[Records from a data collection]
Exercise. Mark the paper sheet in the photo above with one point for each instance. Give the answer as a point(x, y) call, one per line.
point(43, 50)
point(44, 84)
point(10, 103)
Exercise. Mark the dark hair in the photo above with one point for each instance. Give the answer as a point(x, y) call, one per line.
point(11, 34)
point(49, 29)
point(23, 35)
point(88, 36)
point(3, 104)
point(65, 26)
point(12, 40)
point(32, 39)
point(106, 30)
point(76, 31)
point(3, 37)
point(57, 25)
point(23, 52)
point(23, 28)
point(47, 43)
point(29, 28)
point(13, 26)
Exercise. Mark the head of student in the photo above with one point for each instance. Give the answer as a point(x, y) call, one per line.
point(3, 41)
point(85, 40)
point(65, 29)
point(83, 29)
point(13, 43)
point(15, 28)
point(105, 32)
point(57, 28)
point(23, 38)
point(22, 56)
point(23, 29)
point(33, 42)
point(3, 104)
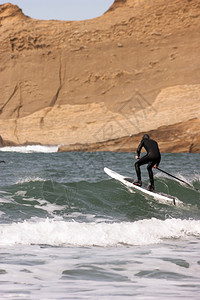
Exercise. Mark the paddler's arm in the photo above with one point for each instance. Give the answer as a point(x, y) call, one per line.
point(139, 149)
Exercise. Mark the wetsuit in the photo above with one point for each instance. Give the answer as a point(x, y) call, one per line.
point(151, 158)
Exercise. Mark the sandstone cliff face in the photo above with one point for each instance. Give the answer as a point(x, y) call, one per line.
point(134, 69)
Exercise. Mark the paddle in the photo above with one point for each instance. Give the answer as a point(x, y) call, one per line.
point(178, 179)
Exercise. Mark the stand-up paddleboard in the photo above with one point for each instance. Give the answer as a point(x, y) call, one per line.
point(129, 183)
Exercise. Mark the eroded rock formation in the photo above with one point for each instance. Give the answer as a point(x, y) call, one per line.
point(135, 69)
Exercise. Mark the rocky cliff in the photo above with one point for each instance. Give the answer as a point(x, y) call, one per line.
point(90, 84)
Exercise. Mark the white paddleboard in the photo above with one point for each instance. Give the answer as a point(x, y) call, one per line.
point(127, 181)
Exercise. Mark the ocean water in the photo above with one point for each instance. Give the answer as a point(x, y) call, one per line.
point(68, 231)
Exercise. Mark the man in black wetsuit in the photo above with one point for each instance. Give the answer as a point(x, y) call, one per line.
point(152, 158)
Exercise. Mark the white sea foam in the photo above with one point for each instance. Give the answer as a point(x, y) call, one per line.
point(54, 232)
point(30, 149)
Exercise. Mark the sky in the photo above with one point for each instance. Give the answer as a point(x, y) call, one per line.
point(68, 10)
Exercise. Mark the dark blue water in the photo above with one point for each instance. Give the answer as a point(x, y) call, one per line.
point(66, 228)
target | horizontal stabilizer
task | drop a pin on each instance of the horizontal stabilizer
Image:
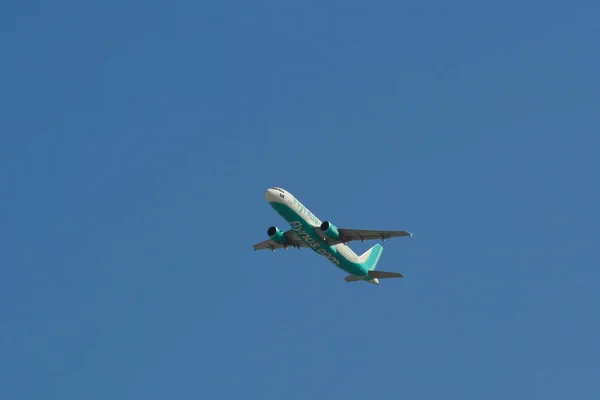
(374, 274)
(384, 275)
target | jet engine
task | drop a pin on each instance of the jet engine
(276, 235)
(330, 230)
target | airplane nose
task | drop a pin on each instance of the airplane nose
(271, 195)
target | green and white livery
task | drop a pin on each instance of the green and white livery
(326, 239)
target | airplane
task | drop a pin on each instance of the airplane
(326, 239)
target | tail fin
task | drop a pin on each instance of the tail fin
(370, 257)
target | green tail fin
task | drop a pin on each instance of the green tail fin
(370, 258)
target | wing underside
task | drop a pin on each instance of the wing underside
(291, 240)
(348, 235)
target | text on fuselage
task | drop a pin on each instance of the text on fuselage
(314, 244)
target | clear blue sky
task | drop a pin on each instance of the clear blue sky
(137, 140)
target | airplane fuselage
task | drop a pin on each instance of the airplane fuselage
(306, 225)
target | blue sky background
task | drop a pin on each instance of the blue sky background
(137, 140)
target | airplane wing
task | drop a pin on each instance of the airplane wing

Problem requirements :: Restate exactly each line of the data from the one bearing "target | wing underside" to the end, and add nothing.

Completed exercise ::
target | wing underside
task | drop a pin on each instance of the wing underside
(291, 240)
(348, 235)
target | text on fuselage
task | drop a pin on each instance of the text on fuselage
(314, 244)
target | clear blue sky
task | drop a pin on each instance of the clear blue sky
(137, 140)
target | airplane fuselage
task | drop a pin on each instance of the airplane fuselage
(306, 225)
target | blue sky background
task | drop a pin on each instance of the blue sky background
(137, 140)
target | airplane wing
task | drop a pin on each instance of the airplane wing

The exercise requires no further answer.